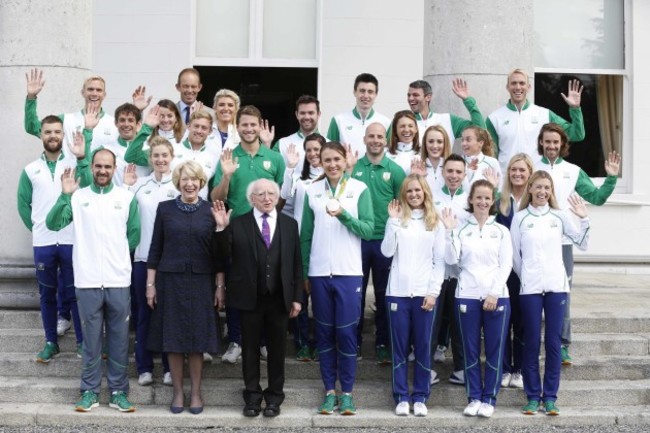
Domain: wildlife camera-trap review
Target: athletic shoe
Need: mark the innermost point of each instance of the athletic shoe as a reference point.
(550, 408)
(457, 377)
(402, 408)
(264, 354)
(420, 409)
(303, 354)
(472, 408)
(486, 410)
(329, 405)
(346, 405)
(517, 381)
(383, 356)
(232, 354)
(62, 326)
(531, 408)
(120, 402)
(566, 358)
(439, 354)
(434, 378)
(145, 379)
(49, 351)
(88, 400)
(505, 380)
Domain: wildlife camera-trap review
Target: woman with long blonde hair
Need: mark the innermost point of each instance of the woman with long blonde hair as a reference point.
(415, 238)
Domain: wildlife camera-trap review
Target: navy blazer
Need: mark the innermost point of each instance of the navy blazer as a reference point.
(238, 241)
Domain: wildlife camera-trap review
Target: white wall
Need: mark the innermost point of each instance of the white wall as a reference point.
(376, 36)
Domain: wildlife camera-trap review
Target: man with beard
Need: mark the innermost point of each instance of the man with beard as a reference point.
(38, 189)
(383, 178)
(246, 163)
(308, 115)
(106, 229)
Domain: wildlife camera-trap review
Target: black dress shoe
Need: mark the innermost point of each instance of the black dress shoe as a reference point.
(271, 410)
(252, 410)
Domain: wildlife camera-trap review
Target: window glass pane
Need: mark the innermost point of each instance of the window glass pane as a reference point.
(222, 28)
(289, 29)
(602, 109)
(579, 34)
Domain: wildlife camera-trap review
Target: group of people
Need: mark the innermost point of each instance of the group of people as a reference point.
(461, 248)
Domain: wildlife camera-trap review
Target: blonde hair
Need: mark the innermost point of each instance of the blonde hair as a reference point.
(430, 214)
(191, 168)
(227, 93)
(527, 198)
(446, 147)
(484, 136)
(506, 190)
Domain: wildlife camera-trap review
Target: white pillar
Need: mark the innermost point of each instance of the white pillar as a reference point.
(478, 41)
(56, 36)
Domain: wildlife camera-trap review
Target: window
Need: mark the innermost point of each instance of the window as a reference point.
(585, 39)
(257, 33)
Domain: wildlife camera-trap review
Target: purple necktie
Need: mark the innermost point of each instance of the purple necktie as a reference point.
(266, 230)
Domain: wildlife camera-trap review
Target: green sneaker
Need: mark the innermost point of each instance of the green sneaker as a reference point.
(120, 402)
(531, 408)
(346, 405)
(304, 354)
(88, 400)
(550, 408)
(48, 352)
(329, 405)
(383, 356)
(566, 359)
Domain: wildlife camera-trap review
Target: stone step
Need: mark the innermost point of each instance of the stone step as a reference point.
(32, 414)
(623, 321)
(583, 345)
(309, 393)
(21, 364)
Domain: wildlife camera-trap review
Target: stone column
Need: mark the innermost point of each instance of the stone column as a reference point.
(480, 42)
(55, 36)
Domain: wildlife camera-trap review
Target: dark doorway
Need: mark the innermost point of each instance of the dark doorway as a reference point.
(273, 90)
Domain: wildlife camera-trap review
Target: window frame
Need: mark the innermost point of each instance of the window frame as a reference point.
(624, 183)
(255, 43)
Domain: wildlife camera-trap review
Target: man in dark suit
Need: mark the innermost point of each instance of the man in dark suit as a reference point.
(265, 284)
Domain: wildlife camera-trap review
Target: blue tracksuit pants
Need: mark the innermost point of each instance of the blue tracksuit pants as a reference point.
(336, 305)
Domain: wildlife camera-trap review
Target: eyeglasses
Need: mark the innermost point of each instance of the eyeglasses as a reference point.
(263, 194)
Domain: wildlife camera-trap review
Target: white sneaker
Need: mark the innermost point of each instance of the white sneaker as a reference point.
(145, 379)
(457, 377)
(232, 354)
(439, 355)
(167, 379)
(434, 378)
(472, 408)
(505, 380)
(419, 409)
(402, 408)
(517, 381)
(486, 410)
(62, 325)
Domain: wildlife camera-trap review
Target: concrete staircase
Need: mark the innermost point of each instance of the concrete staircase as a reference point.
(609, 382)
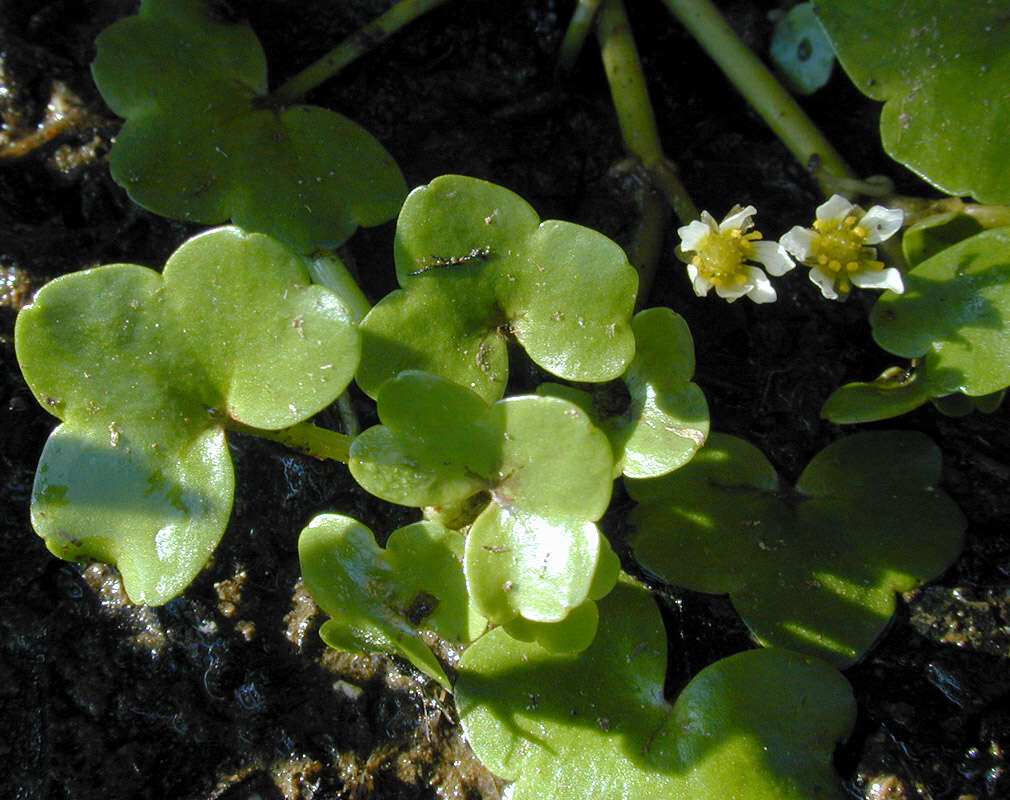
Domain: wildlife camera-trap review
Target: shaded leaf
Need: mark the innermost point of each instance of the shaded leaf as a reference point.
(378, 599)
(477, 267)
(954, 315)
(664, 419)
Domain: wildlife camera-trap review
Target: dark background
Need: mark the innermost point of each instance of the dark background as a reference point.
(226, 692)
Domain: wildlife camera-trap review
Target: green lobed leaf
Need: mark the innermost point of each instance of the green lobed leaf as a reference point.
(145, 371)
(954, 315)
(759, 725)
(898, 391)
(534, 550)
(935, 233)
(477, 267)
(802, 51)
(942, 68)
(379, 599)
(666, 418)
(815, 568)
(894, 392)
(201, 143)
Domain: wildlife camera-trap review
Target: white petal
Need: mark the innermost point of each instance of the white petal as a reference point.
(836, 207)
(825, 283)
(774, 257)
(738, 219)
(692, 234)
(762, 290)
(880, 279)
(882, 223)
(701, 286)
(799, 241)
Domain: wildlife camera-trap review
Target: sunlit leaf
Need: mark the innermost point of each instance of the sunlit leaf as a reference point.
(202, 143)
(942, 68)
(478, 267)
(545, 469)
(815, 568)
(145, 372)
(954, 314)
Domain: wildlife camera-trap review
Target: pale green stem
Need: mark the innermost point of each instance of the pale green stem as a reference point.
(305, 437)
(641, 140)
(761, 89)
(327, 270)
(634, 109)
(377, 31)
(578, 29)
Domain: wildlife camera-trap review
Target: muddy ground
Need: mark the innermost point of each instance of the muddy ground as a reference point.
(227, 692)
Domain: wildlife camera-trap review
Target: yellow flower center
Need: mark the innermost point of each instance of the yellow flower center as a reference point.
(839, 247)
(721, 257)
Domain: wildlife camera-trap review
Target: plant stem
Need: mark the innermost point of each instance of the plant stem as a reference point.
(575, 37)
(313, 440)
(761, 89)
(377, 31)
(641, 140)
(328, 270)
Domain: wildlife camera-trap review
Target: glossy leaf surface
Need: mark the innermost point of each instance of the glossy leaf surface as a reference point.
(954, 314)
(201, 144)
(760, 725)
(378, 599)
(942, 68)
(145, 371)
(814, 568)
(478, 267)
(666, 418)
(546, 469)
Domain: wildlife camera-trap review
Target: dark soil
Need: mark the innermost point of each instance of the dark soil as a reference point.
(227, 692)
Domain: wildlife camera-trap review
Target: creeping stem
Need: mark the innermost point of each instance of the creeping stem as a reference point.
(377, 31)
(578, 29)
(305, 437)
(761, 89)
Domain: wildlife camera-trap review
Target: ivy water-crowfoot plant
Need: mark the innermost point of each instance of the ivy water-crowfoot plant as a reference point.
(146, 373)
(561, 682)
(201, 126)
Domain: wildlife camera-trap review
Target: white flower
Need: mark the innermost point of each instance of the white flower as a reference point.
(836, 248)
(722, 256)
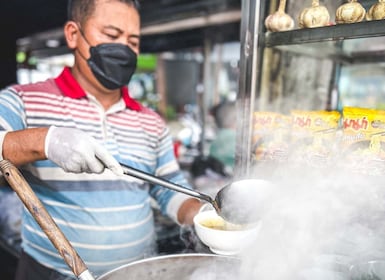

## TASK TO COMPLETE
Please reproduce each entry above word for word and keep the pictures out of the copy.

## RESULT OF THE TASK
Domain: wildlife camera-trap review
Target: athletic shoe
Need: mark the innermost point of each instance of the athletic shoe as a reference point.
(550, 408)
(457, 377)
(402, 408)
(264, 354)
(420, 409)
(303, 354)
(472, 408)
(486, 410)
(329, 405)
(346, 405)
(517, 381)
(383, 356)
(232, 354)
(62, 326)
(531, 408)
(120, 402)
(566, 358)
(439, 354)
(434, 378)
(145, 379)
(49, 351)
(88, 400)
(505, 380)
Domain: wildlife camera-trap review
Target: woman with long blonde hair
Need: mark the innermost point of each instance of the woman with long blonde hair as a reference point.
(415, 238)
Domain: wildlife camera-trap review
Target: navy blazer
Need: mark the innermost point of each instance of the navy blazer as a reference point.
(238, 241)
Domain: wildlife camera-trap review
Target: white wall
Need: mark the innermost point of each instance of the white wall as a reference point.
(376, 36)
Domain: wildlife camera-trap review
Target: man with beard
Need: mark the innermost point of each instance of the man with beard as a reference point.
(38, 189)
(383, 178)
(246, 163)
(308, 115)
(106, 229)
Domain: wildlife camera-trap review
Target: black dress shoe
Need: mark the innermost point of each instance of the black dress shoe as a reference point.
(271, 410)
(252, 410)
Domain: wildlife camera-trap review
Target: window glass pane
Need: mark the innermost point of each instance of the window glass pane as a reference point.
(222, 28)
(289, 29)
(602, 109)
(579, 34)
Domain: wildlife camera-trap review
Target: group of people
Need: mark the innermost point of each instance of the group of people as a reference point.
(461, 248)
Domain: wildlife camera-trap review
Target: blonde hair
Need: mark the innermost point of each instance of the blonde hair as a reference point.
(430, 214)
(191, 168)
(227, 93)
(527, 198)
(446, 147)
(484, 136)
(506, 190)
Domain: wildlife camera-trap review
Target: white pillar
Need: mark the innermost point of each instance of the white pillar as a reference point.
(478, 41)
(56, 36)
Domain: wildlife camera-trap review
Target: window
Need: mark the innermost point of each instance of the window as a reference point.
(585, 39)
(257, 33)
Domain: wildlife camera-trap review
Target: purple necktie
Need: mark the innermost point of each instance of the purple necktie as a reference point.
(266, 230)
Domain: wildlife camera-trap review
Target: green sneaker
Need: mark the innermost point of each instance of the green sneaker as a reference point.
(120, 402)
(531, 408)
(346, 405)
(304, 354)
(88, 400)
(550, 408)
(48, 352)
(329, 405)
(383, 356)
(566, 359)
Domain: wildlife camera-trap review
Target: stone step
Need: mark the innermost point of each instance of the stone step as a reference point.
(32, 414)
(623, 321)
(583, 345)
(309, 393)
(21, 364)
Domain: wildlife camera-trap review
Target: stone column
Need: mark the innermost point of each instance of the stone column as a reference point.
(480, 42)
(55, 36)
Domain: wildlife camera-trap review
Target: dark doorway
Need: mark the innermost point of each instance of the dark doorway as a reference point.
(273, 90)
Domain: wildlife camera-trap review
Target: window frame
Need: mark the innermost point of each instance of the window frame as a reference point.
(624, 183)
(255, 43)
Domain: wildlife camera-trap review
Target: man in dark suit
Need: mark the innermost point of each instance of the man in dark suit as a reference point.
(265, 284)
Domain: wildlife camera-trap review
Target: blue tracksuit pants
Need: mark the innermost point of each instance of the blue tracksuit pants as a reference point.
(336, 305)
Domain: wildlife camera-trap review
Target: eyeglasses
Need: mark the innermost point of each instance of the eyeglasses as a reference point.
(263, 194)
Domain: wildlife camera-trap review
Target: white sneaker
Need: mark the innermost point of each instance of the white sneaker as a reference point.
(145, 379)
(457, 377)
(232, 354)
(439, 355)
(167, 379)
(434, 378)
(472, 408)
(505, 380)
(419, 409)
(402, 408)
(517, 381)
(486, 410)
(62, 325)
Domain: wildlife camera-trap review
Target: concrete staircase
Need: mark the innermost point of each instance of the concrete staircase as a reference point.
(609, 382)
Domain: wildlife camera-trap review
Target: shaded leaf
Need: mark the innermost point of each instance of the shaded leaf as a reference point.
(378, 599)
(477, 267)
(954, 315)
(664, 419)
Domain: wildlife camera-trap review
Target: dark background
Need: mark the innermost point of each instance of the dark background as a reference point.
(226, 692)
Domain: wildlife camera-trap review
Target: green lobed leaf
Need: mark the innermost point of each instance of the green lobed leaf as a reference point.
(145, 371)
(954, 315)
(759, 725)
(898, 391)
(534, 550)
(935, 233)
(477, 267)
(802, 51)
(942, 68)
(379, 599)
(666, 418)
(815, 568)
(894, 392)
(201, 143)
Domain: wildlife camera-trap review
Target: white petal
Need: mark the innermost point of each instance of the white petal as a reference point.
(836, 207)
(825, 283)
(774, 257)
(738, 219)
(692, 234)
(762, 290)
(880, 279)
(882, 223)
(701, 286)
(799, 241)
Domain: wildlife camera-trap review
Target: sunlit leaf
Need: mark the innermost point of each instance of the sunlit leaf as a reference point.
(202, 143)
(942, 68)
(478, 267)
(545, 469)
(815, 568)
(145, 372)
(954, 314)
Domain: wildlife camera-trap review
Target: pale green stem
Need: mark the innermost point of each instance of the pale green stem as a reference point.
(305, 437)
(641, 140)
(761, 89)
(327, 270)
(634, 109)
(377, 31)
(578, 29)
Domain: wildlife camera-trap review
Target: muddy ground
Need: mark the innermost point of each instance of the muddy ground as a reference point.
(227, 692)
Domain: wildlife camera-trap review
Target: yellow flower center
Need: mark the innermost point of each instance of the yellow flower center as a reference point.
(839, 247)
(721, 257)
Domain: wildlife camera-trap review
Target: plant stem
Need: mark the innermost point of each instance of the plant stem as a reference point.
(575, 37)
(313, 440)
(761, 89)
(377, 31)
(641, 140)
(328, 270)
Domain: wildlife camera-trap review
Target: glossy leaf surface
Need: mark the innermost point of each instance of the glossy leaf surface as a reference point.
(954, 314)
(201, 144)
(760, 725)
(378, 599)
(942, 68)
(145, 371)
(814, 568)
(478, 267)
(666, 418)
(546, 469)
Domain: wildlife camera-trap review
Target: dark soil
Need: mark the innermost point of each instance of the dark soil as a reference point.
(227, 692)
Domain: wildlife camera-trap review
Target: creeping stem
Need: mark the innermost point of each instance of the creeping stem as a reference point.
(377, 31)
(578, 29)
(305, 437)
(761, 89)
Domain: wildlife camera-trap review
Target: ivy water-crowfoot plant
Need: mark the innermost point of each instance of the ivy water-crowfoot plant as a reference point.
(146, 373)
(561, 682)
(201, 126)
Domain: wildlife camera-trap review
Target: white flower
Need: mark the innermost point of each instance of the white flower as a reference point.
(836, 248)
(722, 256)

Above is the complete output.